**WHAT YOU ARE ASKED TO DO**
Please copy every line of the records below, with the pictures left out, multiplying each coordinate in the answers by 2.15 and rounding it to a whole number, with halves rounded up.

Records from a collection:
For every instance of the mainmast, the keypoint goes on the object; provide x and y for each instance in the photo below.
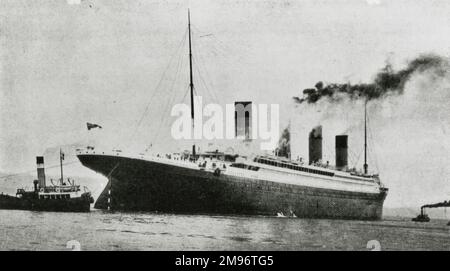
(191, 83)
(365, 138)
(61, 157)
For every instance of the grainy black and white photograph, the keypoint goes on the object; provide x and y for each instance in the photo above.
(224, 125)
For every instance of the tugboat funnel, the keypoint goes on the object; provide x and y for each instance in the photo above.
(40, 171)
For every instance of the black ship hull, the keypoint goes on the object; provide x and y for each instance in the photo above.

**COMPLETED TASK**
For every instance of the mainmast, the keypoint goes on the object; provide x and y for each instance in the photo below.
(411, 178)
(785, 297)
(131, 338)
For every instance of the grainy black and white photograph, the keypoint goes on the object; provide x and y for each instance in the photo above.
(482, 269)
For every instance of the tugboat funnel, the keypoint goes on the object; provide x and y for each instance in the photo above.
(86, 368)
For every instance of the black ship hull, the keypoint goes on the object; provide x and y for each instance in the photo above.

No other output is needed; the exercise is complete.